Written exercise: Put the text of the items below, from their start through the line containing "Every path is filled with fill-rule evenodd.", into a JSON list of strings with one string per line and no blank lines. Leave the pictures out.

>> BEGIN Entries provided

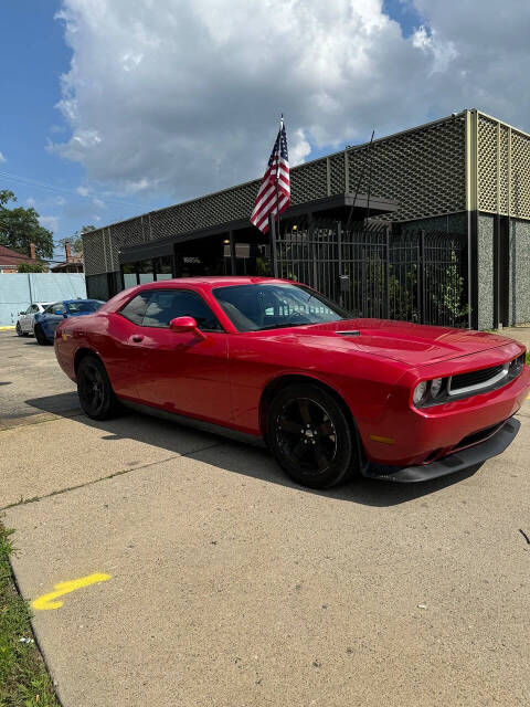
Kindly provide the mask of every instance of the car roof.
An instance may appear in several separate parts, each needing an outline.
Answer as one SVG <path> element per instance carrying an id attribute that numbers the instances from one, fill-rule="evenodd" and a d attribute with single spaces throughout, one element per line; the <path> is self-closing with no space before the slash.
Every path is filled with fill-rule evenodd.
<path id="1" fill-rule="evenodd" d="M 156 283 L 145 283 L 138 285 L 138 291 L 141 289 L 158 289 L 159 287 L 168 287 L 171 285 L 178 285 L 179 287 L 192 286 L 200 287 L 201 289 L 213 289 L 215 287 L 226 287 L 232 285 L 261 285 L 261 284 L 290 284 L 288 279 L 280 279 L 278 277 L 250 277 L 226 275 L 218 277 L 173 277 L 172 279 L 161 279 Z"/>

>> END Entries provided

Final answer:
[
  "Kindly provide the mask of every instance of the car roof.",
  "An instance may appear in several separate parts, each needing an outline.",
  "Answer as one SVG <path> element per instance carrying an id attribute that numbers the instances from one, fill-rule=\"evenodd\" and a d attribute with single spaces throughout, one element per line; the <path> is self-closing with no space before the slash.",
  "Every path is filled with fill-rule evenodd."
]